O Parecer CFM nº 21/2017 aborda a questão da fiscalização do exercício da medicina e reitera que qualquer médico registrado no CRM pode exercer a profissão, inclusive em áreas onde não possui especialização formal, desde que não exceda suas competências e habilidades profissionais.
O Parecer CFM nº 21/2019 explora a atuação de médicos em diferentes especialidades e reafirma que, enquanto o médico estiver devidamente registrado no CRM, ele está autorizado a atuar em qualquer ramo da medicina, desde que siga os princípios éticos e os limites de sua formação e experiência .
O Parecer CFM nº 21/10 aborda a questão da atuação dos médicos em áreas onde não possuem especialização específica. Ele conclui que, desde que o médico esteja devidamente inscrito no Conselho Regional de Medicina (CRM), ele está apto a exercer legalmente a medicina em qualquer de seus ramos ou especialidades. O parecer reforça que o anúncio de especialidade médica só pode ser realizado após o efetivo registro de qualificação do especialista no CRM .
O Parecer CFM nº 17/04, emitido pelo conselheiro Solimar Pinheiro da Silva, esclarece que os Conselhos Regionais de Medicina (CRMs) não exigem que um médico seja especialista para trabalhar em qualquer ramo da medicina. O parecer afirma que um médico devidamente registrado pode exercer a medicina em sua plenitude nas mais diversas áreas, desde que se responsabilize por seus atos.

:::::

- [ENUNCIADO DA TAREFA]
Responda às perguntas abaixo com base no texto sobre os pareceres do CFM.
(a) Quem emitiu o Parecer CFM nº 17/04?
(b) Segundo o Parecer CFM nº 21/10, quando o anúncio de especialidade médica pode ser realizado?
(c) Segundo o Parecer CFM nº 21/2019, o que o médico registrado deve seguir para atuar em qualquer ramo da medicina?

:::::

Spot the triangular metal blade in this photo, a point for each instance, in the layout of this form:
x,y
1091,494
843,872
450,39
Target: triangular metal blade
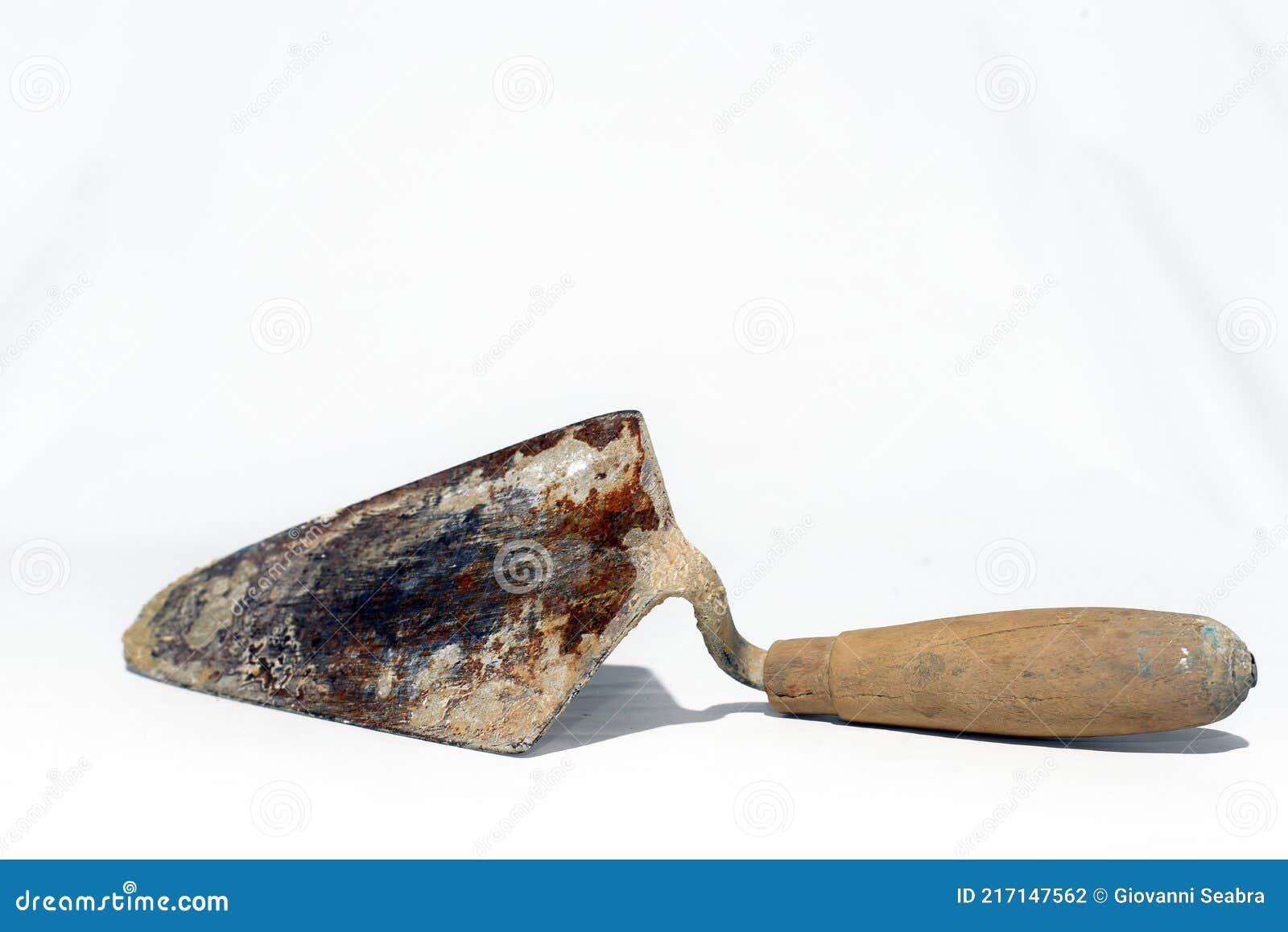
x,y
465,608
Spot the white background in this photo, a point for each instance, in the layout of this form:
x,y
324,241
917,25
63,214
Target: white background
x,y
879,200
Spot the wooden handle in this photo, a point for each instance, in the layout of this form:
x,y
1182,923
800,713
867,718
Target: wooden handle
x,y
1041,674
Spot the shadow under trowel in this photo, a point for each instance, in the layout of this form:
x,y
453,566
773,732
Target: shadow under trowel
x,y
624,699
1202,740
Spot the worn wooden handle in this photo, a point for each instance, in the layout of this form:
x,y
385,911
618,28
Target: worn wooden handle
x,y
1042,674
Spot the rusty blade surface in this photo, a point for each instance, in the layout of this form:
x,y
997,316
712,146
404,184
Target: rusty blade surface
x,y
465,608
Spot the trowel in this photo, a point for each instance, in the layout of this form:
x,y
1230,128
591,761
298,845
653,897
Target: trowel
x,y
470,607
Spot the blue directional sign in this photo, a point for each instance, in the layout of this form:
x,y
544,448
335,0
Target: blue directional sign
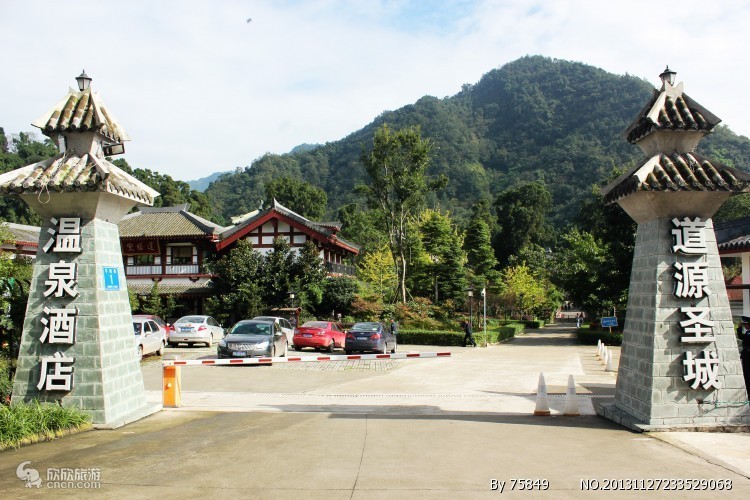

:::::

- [EXERCÍCIO RESOLVIDO]
(a) O conselheiro Solimar Pinheiro da Silva.
(b) Só após o efetivo registro de qualificação do especialista no CRM.
(c) Os princípios éticos e os limites de sua formação e experiência.